::: Data for this task :::
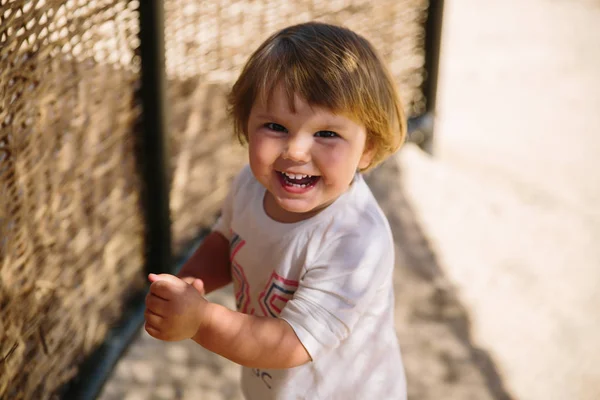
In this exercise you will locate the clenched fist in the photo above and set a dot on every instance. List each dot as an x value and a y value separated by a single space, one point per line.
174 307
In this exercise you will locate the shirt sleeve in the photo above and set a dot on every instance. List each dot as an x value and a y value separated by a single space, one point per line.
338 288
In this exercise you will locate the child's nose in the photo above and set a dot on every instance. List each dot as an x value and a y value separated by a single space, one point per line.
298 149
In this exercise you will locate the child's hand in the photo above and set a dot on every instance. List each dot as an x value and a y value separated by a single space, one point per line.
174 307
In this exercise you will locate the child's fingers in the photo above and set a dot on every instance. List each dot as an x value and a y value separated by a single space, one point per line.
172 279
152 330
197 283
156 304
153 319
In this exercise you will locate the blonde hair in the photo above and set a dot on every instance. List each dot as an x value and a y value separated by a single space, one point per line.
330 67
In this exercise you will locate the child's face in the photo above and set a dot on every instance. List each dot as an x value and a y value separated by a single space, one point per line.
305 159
:::
::: Data for this task :::
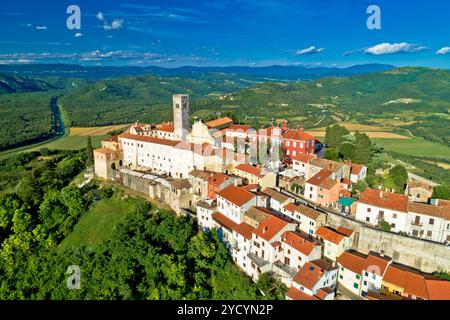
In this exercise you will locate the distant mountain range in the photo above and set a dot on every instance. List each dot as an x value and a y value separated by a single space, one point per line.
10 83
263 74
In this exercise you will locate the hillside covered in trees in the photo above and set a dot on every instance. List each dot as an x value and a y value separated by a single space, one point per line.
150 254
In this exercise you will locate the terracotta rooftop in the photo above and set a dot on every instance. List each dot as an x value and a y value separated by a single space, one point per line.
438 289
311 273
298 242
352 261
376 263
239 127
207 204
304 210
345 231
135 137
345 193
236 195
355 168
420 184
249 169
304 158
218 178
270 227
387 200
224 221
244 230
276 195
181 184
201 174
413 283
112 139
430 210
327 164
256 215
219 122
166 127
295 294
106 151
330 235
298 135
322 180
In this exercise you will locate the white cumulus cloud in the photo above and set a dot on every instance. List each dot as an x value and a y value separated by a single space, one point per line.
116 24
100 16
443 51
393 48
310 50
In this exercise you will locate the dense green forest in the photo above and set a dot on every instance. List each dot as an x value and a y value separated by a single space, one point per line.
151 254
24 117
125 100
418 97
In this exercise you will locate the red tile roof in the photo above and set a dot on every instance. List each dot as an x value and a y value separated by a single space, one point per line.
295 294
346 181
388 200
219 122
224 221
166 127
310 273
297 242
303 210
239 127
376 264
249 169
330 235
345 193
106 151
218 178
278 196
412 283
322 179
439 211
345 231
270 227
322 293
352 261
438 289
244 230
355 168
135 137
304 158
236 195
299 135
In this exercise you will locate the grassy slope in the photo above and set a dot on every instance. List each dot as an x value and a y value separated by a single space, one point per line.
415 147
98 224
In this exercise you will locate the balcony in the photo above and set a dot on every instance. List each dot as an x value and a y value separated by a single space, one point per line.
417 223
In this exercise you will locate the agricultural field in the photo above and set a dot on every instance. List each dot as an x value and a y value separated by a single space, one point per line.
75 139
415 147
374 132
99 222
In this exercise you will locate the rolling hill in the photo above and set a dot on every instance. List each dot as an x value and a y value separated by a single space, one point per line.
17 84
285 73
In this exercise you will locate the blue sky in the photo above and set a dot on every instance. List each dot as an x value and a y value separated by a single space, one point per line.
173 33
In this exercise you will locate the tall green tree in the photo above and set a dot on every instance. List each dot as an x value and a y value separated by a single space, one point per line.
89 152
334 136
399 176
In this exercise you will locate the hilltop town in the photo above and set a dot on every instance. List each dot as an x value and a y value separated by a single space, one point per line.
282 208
:::
::: Data for this task :::
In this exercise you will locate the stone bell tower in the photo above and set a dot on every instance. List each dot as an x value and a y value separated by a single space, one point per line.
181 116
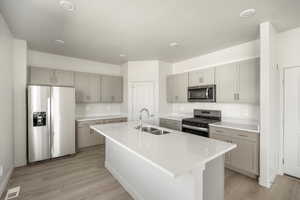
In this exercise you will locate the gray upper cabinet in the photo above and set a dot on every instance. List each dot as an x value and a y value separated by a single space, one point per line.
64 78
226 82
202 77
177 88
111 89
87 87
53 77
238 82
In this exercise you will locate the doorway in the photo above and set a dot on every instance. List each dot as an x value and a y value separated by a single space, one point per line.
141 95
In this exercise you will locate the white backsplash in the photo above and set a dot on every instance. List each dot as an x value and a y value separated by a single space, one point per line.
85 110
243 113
:::
**Written instruction**
Report how many lines of the items above contain the word "white", counting only case-sensitive matches. Give the number alone.

**Written answer**
2